:: WHAT THE TASK REQUIRES ::
Edit the data below by replacing every "integer pixel values" with "whole-number pixel values" and keeping everything else the same.

━━━ MATERIAL

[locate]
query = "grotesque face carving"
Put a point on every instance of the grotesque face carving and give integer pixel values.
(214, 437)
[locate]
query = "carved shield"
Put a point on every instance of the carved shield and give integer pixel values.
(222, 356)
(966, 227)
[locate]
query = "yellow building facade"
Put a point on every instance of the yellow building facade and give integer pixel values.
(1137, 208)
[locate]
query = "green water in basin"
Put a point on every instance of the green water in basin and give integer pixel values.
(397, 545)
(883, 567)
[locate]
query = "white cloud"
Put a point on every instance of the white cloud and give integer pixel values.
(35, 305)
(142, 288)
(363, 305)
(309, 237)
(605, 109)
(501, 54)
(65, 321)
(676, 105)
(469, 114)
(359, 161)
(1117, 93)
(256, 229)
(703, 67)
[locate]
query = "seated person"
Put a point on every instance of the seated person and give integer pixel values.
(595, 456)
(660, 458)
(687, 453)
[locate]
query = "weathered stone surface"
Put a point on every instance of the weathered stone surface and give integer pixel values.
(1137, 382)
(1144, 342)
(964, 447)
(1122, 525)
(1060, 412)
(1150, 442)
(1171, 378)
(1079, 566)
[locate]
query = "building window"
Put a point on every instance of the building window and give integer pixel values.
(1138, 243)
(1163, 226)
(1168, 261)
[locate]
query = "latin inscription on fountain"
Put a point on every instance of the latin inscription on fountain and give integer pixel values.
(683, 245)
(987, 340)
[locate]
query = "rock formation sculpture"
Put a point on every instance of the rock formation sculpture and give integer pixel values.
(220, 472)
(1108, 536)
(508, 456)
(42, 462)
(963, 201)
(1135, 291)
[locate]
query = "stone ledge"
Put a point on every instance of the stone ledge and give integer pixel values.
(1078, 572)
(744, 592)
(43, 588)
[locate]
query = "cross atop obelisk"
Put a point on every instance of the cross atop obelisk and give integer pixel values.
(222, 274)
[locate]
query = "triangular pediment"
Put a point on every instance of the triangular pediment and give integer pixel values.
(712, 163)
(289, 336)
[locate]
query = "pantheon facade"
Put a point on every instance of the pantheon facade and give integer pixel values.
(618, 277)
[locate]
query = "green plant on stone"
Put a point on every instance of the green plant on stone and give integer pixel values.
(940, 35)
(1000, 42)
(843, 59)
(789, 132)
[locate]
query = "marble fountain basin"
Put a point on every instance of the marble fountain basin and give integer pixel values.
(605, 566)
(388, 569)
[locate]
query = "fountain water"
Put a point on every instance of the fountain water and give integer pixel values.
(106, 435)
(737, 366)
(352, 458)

━━━━━━

:: COMPLETED TASK ::
[locate]
query = "grotesque face carving"
Put a point on every instance of the grotesque face carving and give whole-number pixel values.
(214, 437)
[locate]
query = "carved shield"
Put a point on every instance of the carved shield and give whole-number pixel values.
(222, 356)
(966, 227)
[locate]
query = "yellow building facade"
Put a point on every instance of the yellow building facade and give whole-number pixel values.
(1137, 208)
[locate]
query = "green water in basin"
Put a point on every instance of the green water in basin and give whole-number pixel values.
(397, 545)
(883, 567)
[locate]
query = "white cloud"
Put a point on every instance of the white cloud and give whole-number pixel values.
(35, 305)
(142, 288)
(363, 305)
(309, 237)
(605, 109)
(501, 54)
(65, 321)
(676, 105)
(469, 114)
(359, 161)
(1117, 93)
(256, 229)
(703, 67)
[locate]
query = "seated person"
Put a point on every instance of the seated person and give whole-number pixel values.
(595, 456)
(660, 458)
(687, 453)
[locate]
query = "weathered stone surface"
Put a point on every instance of the weathered stone surface and give whole-number pixel values.
(1137, 382)
(1144, 342)
(964, 447)
(1122, 525)
(1060, 412)
(1150, 442)
(1171, 378)
(1079, 566)
[locate]
query = "building window"
Put a point on every instance of the building window and give whole-number pixel values.
(1138, 243)
(1163, 226)
(1168, 261)
[locate]
query = "latin inscription on fountain"
Put a point on every instance of the latin inscription on fountain and give whole-number pixel values.
(683, 245)
(987, 340)
[locate]
query = "rock formation sculpture"
Put a point on every instance of the rock formation sculpture and give whole-number pixel values.
(220, 472)
(1108, 536)
(508, 456)
(42, 462)
(963, 201)
(1135, 291)
[locate]
query = "stone ledge"
Put a point on every instance of the stone ledge and give whole-number pixel values.
(1078, 572)
(744, 592)
(43, 588)
[locate]
query = "cross atop obelisk"
Put a point on every instance of the cross atop obelisk and give whole-number pixel values.
(222, 274)
[locate]
query = "triangular pediment"
Put a point on every instance of the triangular pediment and give whole-number pixel values.
(712, 163)
(289, 336)
[locate]
query = "pantheon facade"
Put a point on every instance of the pantheon facade and give whole-number pixel values.
(618, 277)
[locate]
query = "green plant on stone"
Put a point on every instance of the green plant on stone and give whole-number pixel values.
(940, 35)
(1000, 42)
(843, 59)
(789, 132)
[locate]
query = "marble fountain basin"
Put a point on every instance of the marble fountain basin and give whole-number pixel values.
(605, 566)
(388, 569)
[locate]
query = "fountain water"
Put a point on every instance of the fountain water and give whole-number pixel values.
(106, 435)
(737, 366)
(352, 458)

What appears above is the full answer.